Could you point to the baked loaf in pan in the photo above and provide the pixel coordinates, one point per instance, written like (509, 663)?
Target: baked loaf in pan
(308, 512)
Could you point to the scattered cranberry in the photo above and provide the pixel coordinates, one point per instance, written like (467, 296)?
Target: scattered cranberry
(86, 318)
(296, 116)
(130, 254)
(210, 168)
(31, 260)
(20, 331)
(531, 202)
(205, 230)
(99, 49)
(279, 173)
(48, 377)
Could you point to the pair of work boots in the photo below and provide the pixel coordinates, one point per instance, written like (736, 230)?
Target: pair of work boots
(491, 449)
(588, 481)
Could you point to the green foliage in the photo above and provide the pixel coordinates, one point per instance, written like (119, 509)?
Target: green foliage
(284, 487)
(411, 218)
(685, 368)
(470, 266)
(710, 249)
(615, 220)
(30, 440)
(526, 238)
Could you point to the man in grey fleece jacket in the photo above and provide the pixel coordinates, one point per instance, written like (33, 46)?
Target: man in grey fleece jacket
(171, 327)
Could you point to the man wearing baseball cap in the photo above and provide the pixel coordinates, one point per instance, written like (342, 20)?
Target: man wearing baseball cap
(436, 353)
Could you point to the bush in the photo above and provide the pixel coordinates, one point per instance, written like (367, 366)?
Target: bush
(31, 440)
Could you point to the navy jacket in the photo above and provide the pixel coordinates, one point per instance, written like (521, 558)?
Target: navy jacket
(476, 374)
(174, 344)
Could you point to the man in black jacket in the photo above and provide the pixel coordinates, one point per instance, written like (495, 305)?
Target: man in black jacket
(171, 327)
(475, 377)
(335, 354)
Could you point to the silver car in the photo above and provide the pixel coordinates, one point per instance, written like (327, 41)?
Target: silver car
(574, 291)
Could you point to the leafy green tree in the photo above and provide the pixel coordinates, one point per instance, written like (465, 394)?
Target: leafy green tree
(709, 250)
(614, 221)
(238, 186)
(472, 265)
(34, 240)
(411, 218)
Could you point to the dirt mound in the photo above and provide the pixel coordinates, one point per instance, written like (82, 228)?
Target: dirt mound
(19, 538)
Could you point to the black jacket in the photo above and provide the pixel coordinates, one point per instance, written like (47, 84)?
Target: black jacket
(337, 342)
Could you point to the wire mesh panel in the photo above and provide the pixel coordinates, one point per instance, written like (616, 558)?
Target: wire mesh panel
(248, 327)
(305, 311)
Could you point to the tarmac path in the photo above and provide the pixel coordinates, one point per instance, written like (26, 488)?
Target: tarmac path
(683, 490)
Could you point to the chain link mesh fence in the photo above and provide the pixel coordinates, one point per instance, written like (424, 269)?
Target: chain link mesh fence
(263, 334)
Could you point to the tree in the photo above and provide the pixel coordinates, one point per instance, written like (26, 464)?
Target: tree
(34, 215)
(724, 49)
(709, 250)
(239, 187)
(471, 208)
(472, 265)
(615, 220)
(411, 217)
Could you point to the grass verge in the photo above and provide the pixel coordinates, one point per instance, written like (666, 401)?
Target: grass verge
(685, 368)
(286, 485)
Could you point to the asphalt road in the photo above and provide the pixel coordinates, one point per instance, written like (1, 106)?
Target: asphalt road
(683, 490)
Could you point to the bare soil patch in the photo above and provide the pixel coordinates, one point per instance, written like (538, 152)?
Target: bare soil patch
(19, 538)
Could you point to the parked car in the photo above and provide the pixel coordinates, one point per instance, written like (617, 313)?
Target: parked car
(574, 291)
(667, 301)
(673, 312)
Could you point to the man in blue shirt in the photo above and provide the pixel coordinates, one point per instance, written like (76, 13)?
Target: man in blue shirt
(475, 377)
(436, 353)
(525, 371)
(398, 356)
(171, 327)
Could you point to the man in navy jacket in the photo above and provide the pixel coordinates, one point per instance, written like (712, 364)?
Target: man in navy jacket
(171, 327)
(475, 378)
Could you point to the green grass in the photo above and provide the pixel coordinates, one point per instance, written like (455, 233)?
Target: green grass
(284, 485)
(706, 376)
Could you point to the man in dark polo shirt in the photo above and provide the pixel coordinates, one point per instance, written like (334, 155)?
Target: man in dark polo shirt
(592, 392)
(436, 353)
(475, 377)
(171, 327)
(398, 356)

* * * *

Can you write out the entire listing above again, putting "one point for each instance" wherever "one point per instance" occurs and changing nothing else?

RESPONSE TO THE EXERCISE
Could you point to the baked loaf in pan in the photo above and provide the pixel coordinates, one point for each instance, written like (509, 663)?
Target: baked loaf in pan
(308, 512)
Could you point to the scattered cranberry in the photo above and provide the pixel coordinates, one point for each instance, written like (467, 296)?
Target: scattered cranberry
(86, 318)
(296, 116)
(130, 254)
(210, 168)
(31, 260)
(20, 331)
(531, 202)
(205, 230)
(99, 49)
(279, 173)
(48, 377)
Could you point to the pair of work boots in the photo below and provide the pixel coordinates, one point for each instance, written like (736, 230)?
Target: pair of work boots
(491, 449)
(588, 481)
Could you point to the green foliage in the photo above and provide the pixel coordinates, one point for each instance, written like (119, 509)?
Target: green foliage
(284, 487)
(411, 218)
(685, 368)
(470, 266)
(710, 249)
(615, 220)
(30, 440)
(526, 238)
Could you point to the man in grey fleece jacket in the photo above and provide the pixel coordinates, one point for each instance, written like (33, 46)?
Target: man in grey fleece jacket
(171, 327)
Could you point to the man wearing baseball cap in the photo above and provide the pixel coordinates, one point for each instance, written like (342, 20)?
Target: man wearing baseball cap
(436, 353)
Could you point to the bush in the photo above and provide the pixel coordinates, one point for each instance, written like (367, 366)?
Target: bush
(31, 440)
Could you point to the navy jacket in the photo above and provide the pixel coordinates, one point for each instance, written like (521, 558)?
Target: navy jacket
(476, 374)
(174, 344)
Could you point to the man in black jacket in the photo above and provide the pixel coordinates, one point for each instance, written like (495, 305)?
Target: man in black jacket
(171, 327)
(475, 377)
(335, 354)
Could you point to the silver car in the photo above and provide the pixel coordinates, one point for each instance, written like (327, 41)?
Target: silver car
(574, 291)
Could you point to the leafy green tree in the photo above and provide the pixel coordinates, one point for each instance, written like (465, 394)?
Target: leafy green tree
(709, 250)
(614, 221)
(238, 186)
(472, 265)
(34, 240)
(411, 218)
Could you point to the dirt mound in the photo above and provide the pixel coordinates, one point for each instance, written like (82, 228)?
Target: dirt mound
(19, 538)
Could you point to the black jacket in the photo above and provide the pixel coordinates, one point for each instance, written like (47, 84)?
Target: black jacket
(337, 342)
Could you point to the wire mesh panel in the photo above and provide the pixel coordinates, one point for each instance, written like (616, 558)?
Target: wire mesh panel
(248, 327)
(305, 311)
Could you point to the tarmac path in the photo above and provide the pixel coordinates, one point for each instance, written like (26, 488)?
Target: tarmac path
(683, 490)
Could you point to the chain link mesh fence in the photo above and provide the pixel coordinates, one point for each instance, written like (424, 269)?
Target: chain link mesh fence
(263, 334)
Could you point to the tree in the photo above and provide the pixel coordinates, one point for each instance, written like (26, 464)?
Target: tree
(34, 215)
(724, 49)
(709, 250)
(239, 187)
(471, 208)
(472, 265)
(615, 220)
(411, 217)
Could you point to the grass verge in the photo above and provide the pixel coordinates, one point for each instance, written like (666, 401)?
Target: grass verge
(685, 368)
(286, 485)
Could you point to the asphalt road in the photo above and provide the pixel coordinates, one point for each instance, written like (1, 106)?
Target: asphalt road
(683, 490)
Could you point to the bare soil patch in the photo above and provide the pixel coordinates, one point for each instance, written like (538, 152)?
Target: bare soil patch
(19, 538)
Could you point to the parked car in the photo above and provide the pixel coordinates, one point for each instance, written like (617, 313)?
Target: parked car
(574, 291)
(667, 301)
(673, 312)
Could you point to the man in blue shirt in the photo above and provide the pixel coordinates, one point for each instance, written like (76, 13)?
Target: man in blue shirt
(475, 377)
(436, 353)
(525, 371)
(398, 356)
(171, 327)
Could you point to the man in navy jacket in the photo above and provide the pixel coordinates, one point for each instance, written like (712, 364)?
Target: man in navy jacket
(171, 327)
(475, 378)
Could you point to the green grass in the photo above and provide the pixel coordinates, one point for each instance, written like (455, 233)?
Target: green grass
(284, 485)
(706, 376)
Could you point to the man in dark polo shirt in the photo above and provide the pixel coordinates, one point for each instance, written like (334, 155)?
Target: man in dark polo shirt
(592, 392)
(436, 353)
(475, 377)
(171, 327)
(398, 356)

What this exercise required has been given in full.